Belge bölümü:
Mehmet Tez

Mehmet Tez

mehmet.tez@milliyet.com.tr

Tüm Yazıları
Haberin Devamı

Sevgili Bono, dedin ki “Biz insan hakları ihlalleri yüzünden değil, şovumuzu gerçekleştirmek için yeterli para bulunamadığından gelemedik bugüne kadar”. Ama Egemen Bağış (hani köprüde yanında duran takım elbiseli) öyle demiyor, haberin var mı?
Sevgili Bono. Üç yıl dedin, beş yıl dedin yıllarca gelmedin. 80’ler geçti, memlekete bir çay içmeye olsun uğramadın. Komşuya gittin, bizi hep pas geçtin.
Dediler ki “İnsan hakları ihlalleri var diye gelmiyor”. Biz de seni öyle bildik. Kimimiz küfretti, kimimiz saygı duydu (Ben küfretmedim).

Yapılacaklar:
1. Belge bölümündeki "Komşuya gittin, bizi hep pas geçtin." cümlesini İngilizceye çevirin.
2. Lütfen belge bölümünde "Sevgili Bono. Üç" sözcüklerinden "hep pas geçtin." sözcüklerine kadar olan kısmı hiç değiştirmeden tekrar yazın.

Veri kesiti:
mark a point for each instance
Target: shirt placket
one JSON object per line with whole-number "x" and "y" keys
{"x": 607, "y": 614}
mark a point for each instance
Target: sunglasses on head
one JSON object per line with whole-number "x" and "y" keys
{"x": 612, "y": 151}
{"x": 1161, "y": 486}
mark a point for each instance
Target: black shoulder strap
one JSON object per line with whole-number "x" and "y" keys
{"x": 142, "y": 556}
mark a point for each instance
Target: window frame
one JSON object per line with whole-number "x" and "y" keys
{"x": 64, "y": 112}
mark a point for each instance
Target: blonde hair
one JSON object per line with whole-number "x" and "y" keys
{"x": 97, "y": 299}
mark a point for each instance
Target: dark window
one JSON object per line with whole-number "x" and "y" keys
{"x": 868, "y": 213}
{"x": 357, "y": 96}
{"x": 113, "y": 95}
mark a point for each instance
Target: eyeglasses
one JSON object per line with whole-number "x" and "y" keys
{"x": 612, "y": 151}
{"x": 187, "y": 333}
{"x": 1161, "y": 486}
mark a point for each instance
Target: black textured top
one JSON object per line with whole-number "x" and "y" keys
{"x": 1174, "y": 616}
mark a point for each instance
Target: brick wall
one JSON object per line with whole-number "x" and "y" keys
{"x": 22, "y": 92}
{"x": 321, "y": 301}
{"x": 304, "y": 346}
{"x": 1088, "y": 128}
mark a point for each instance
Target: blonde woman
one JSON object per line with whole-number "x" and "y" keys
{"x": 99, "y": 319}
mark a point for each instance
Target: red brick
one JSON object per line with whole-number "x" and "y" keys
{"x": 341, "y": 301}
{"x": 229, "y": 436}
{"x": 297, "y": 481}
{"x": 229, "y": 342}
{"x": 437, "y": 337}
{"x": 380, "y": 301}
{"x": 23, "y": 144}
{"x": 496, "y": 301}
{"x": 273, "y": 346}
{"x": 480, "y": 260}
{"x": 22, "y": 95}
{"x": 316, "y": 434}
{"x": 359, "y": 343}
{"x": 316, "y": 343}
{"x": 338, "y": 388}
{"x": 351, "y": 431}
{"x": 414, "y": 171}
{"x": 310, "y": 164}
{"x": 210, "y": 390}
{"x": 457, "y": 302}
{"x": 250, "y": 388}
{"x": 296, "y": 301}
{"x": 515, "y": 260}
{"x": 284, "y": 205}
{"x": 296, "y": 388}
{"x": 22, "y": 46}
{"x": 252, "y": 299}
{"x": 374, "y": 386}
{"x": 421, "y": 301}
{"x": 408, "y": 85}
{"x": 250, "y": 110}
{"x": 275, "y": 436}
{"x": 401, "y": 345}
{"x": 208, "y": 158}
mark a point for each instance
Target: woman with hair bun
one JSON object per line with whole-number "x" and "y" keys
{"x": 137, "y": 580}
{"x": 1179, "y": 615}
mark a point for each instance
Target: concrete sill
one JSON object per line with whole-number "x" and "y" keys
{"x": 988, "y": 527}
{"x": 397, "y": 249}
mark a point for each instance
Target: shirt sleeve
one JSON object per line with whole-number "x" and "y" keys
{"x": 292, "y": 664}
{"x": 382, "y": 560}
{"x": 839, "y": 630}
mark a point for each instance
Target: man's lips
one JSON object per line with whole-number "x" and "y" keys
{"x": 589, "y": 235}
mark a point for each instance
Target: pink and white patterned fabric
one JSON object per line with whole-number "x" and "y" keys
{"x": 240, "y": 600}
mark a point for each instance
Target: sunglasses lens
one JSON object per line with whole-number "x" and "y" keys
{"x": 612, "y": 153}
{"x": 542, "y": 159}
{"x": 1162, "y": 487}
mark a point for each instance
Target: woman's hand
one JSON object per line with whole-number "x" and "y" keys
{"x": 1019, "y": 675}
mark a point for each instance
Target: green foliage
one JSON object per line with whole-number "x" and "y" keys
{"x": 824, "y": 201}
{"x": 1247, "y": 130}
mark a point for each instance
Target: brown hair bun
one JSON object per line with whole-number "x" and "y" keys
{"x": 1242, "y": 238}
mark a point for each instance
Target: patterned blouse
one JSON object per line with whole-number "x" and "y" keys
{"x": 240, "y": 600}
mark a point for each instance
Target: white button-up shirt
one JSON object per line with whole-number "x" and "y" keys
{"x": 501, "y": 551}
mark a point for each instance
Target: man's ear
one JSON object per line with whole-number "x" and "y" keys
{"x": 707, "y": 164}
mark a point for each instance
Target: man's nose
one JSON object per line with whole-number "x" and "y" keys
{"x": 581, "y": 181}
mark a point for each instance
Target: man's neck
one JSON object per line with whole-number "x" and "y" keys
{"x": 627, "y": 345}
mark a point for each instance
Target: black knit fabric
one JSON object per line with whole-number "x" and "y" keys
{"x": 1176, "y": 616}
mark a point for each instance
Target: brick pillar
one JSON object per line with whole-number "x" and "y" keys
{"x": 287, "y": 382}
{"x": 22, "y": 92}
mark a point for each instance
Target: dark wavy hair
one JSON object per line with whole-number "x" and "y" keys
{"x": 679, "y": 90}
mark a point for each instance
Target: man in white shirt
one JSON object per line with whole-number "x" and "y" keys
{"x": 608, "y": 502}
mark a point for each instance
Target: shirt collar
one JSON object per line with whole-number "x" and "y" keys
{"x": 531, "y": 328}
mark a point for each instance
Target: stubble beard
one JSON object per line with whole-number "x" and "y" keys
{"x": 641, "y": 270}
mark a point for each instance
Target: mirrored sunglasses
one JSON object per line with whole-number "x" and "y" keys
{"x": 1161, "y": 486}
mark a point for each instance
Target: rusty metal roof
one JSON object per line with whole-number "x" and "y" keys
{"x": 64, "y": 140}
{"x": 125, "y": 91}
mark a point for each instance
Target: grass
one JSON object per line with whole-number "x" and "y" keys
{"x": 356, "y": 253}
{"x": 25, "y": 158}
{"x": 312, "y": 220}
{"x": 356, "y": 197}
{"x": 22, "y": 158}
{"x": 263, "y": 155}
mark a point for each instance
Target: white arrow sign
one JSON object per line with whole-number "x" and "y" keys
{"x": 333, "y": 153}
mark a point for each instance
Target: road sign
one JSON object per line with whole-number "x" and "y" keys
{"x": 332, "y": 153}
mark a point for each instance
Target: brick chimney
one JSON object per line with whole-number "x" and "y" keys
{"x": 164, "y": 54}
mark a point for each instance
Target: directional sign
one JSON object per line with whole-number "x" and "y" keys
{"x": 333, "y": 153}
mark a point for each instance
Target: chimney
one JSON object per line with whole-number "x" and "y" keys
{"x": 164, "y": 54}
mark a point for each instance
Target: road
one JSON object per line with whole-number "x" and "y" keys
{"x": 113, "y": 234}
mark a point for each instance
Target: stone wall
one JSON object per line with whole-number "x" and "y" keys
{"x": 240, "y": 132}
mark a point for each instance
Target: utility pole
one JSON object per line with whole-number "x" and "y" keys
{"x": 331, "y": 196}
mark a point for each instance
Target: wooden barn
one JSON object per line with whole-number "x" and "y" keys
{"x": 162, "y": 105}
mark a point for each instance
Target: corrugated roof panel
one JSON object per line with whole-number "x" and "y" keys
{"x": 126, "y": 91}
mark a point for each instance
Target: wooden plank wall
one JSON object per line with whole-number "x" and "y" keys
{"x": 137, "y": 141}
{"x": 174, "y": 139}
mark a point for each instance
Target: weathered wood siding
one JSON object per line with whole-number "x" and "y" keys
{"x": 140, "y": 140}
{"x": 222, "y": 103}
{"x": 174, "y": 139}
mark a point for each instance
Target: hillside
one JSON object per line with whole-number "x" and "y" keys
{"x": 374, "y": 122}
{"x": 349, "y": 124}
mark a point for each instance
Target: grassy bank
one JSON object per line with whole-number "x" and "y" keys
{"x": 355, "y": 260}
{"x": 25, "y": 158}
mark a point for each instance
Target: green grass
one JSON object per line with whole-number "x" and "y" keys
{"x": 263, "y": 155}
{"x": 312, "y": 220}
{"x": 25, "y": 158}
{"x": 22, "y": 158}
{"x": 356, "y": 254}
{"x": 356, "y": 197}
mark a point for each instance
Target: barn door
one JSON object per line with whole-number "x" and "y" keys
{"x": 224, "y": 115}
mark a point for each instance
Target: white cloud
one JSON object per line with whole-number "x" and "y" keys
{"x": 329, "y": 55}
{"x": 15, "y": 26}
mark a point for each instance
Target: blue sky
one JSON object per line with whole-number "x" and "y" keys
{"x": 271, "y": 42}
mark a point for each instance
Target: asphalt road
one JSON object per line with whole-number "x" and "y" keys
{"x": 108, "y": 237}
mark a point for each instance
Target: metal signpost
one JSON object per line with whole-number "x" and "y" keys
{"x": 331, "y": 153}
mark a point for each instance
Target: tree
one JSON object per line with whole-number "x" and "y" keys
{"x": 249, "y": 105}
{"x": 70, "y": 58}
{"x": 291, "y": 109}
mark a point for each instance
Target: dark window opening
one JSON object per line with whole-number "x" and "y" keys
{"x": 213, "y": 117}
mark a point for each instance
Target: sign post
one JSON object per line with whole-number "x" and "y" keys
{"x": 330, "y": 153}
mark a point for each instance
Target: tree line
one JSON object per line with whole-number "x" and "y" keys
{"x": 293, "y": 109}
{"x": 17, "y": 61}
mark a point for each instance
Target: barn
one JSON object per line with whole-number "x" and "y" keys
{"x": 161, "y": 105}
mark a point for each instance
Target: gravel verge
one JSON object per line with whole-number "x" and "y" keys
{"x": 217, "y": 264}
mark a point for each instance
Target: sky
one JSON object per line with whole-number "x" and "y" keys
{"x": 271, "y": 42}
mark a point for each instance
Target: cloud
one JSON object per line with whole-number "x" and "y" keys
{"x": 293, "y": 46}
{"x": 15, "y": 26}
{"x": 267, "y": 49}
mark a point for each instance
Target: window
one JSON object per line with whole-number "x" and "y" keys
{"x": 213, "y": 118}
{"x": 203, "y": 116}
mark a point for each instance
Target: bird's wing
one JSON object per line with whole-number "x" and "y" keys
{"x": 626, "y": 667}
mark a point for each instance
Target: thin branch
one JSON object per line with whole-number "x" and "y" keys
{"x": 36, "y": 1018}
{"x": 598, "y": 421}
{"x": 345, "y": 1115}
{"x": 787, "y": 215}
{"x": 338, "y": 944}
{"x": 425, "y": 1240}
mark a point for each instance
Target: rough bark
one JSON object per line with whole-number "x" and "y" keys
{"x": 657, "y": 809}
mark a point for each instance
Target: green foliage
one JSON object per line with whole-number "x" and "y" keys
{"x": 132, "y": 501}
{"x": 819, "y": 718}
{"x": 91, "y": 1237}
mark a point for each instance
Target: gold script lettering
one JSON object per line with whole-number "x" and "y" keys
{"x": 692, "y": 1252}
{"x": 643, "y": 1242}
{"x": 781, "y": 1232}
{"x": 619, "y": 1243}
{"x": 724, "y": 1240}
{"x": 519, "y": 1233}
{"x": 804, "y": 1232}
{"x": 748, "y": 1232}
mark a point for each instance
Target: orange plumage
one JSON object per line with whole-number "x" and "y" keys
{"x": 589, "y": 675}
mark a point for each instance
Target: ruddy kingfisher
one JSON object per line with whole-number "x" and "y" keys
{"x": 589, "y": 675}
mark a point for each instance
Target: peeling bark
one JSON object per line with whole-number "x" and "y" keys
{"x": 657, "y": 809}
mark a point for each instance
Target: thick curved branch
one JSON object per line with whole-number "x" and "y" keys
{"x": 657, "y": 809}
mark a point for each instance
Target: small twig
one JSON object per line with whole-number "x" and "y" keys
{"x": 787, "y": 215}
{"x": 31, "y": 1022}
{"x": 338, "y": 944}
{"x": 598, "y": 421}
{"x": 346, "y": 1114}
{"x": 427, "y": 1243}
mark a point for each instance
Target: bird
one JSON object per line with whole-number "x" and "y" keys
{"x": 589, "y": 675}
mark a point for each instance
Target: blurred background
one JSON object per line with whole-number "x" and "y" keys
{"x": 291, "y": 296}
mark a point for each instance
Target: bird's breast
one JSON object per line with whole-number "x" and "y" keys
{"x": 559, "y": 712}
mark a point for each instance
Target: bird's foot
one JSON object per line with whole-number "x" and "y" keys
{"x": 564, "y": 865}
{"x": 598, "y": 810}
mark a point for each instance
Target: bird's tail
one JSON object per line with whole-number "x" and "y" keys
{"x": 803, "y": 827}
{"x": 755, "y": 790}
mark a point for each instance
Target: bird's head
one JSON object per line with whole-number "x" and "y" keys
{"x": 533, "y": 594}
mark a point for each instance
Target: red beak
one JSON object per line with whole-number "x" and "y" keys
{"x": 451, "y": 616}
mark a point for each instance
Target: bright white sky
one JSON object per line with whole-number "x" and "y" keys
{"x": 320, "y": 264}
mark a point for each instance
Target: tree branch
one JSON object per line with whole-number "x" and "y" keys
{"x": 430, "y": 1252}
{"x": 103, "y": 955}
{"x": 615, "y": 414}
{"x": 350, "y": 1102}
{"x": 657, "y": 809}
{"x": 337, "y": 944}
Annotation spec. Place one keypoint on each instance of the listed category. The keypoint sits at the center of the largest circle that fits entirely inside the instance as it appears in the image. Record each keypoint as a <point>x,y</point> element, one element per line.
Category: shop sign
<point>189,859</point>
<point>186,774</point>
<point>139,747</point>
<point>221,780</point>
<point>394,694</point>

Alıştırma cevapları:
1. You went to the neighbor and always passed us over.

2.
Sevgili Bono. Üç yıl dedin, beş yıl dedin yıllarca gelmedin. 80’ler geçti, memlekete bir çay içmeye olsun uğramadın. Komşuya gittin, bizi hep pas geçtin.